**GIVEN EXERCISE**
Copy out the listing below exactly, starting at the line that contains "Could you point out the tree line" and ending at the last line of the listing.
»»
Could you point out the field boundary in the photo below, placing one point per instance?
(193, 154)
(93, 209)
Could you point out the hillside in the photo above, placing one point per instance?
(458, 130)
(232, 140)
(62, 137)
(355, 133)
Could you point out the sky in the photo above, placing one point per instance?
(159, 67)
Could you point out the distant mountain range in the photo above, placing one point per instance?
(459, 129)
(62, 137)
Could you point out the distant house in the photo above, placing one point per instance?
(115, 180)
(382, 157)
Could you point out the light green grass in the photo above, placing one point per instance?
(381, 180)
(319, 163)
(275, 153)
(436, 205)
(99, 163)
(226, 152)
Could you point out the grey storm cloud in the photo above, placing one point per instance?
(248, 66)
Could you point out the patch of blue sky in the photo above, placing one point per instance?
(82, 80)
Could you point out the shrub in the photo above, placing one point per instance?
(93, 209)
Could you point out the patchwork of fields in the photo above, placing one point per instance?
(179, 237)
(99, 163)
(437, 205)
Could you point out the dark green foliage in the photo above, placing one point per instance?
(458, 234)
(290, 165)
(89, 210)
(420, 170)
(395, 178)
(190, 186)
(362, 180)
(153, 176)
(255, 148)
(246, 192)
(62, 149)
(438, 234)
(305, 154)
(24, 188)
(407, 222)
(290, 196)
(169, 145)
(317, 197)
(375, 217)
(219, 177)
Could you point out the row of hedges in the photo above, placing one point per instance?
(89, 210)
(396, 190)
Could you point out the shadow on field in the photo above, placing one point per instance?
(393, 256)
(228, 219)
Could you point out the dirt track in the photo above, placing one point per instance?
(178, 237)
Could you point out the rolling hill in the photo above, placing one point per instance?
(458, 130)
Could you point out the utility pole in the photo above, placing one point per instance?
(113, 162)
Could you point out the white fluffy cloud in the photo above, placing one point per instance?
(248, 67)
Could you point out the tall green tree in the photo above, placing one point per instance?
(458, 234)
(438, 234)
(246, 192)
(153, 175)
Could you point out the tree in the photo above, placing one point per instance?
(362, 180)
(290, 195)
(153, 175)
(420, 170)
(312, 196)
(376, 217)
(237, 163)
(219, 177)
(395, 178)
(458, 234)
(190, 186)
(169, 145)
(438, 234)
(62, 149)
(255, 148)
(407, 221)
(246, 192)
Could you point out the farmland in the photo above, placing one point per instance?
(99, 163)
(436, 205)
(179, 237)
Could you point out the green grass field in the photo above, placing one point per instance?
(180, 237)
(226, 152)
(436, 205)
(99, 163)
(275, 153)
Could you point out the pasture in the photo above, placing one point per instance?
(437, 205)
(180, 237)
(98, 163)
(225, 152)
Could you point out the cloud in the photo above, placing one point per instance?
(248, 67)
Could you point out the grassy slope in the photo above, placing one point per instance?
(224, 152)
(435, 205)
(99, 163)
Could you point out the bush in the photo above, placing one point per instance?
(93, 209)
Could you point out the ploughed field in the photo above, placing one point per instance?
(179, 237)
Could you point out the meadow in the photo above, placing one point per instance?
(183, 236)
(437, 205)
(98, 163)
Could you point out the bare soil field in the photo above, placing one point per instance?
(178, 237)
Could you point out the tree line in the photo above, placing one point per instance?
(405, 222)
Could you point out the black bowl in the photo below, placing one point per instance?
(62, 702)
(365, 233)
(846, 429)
««
**EXERCISE RESULT**
Could you point out the tree line in the photo above, placing one point per instance?
(405, 222)
Could you point out the black bowl in the photo below, placing one point per instance?
(62, 702)
(365, 233)
(846, 429)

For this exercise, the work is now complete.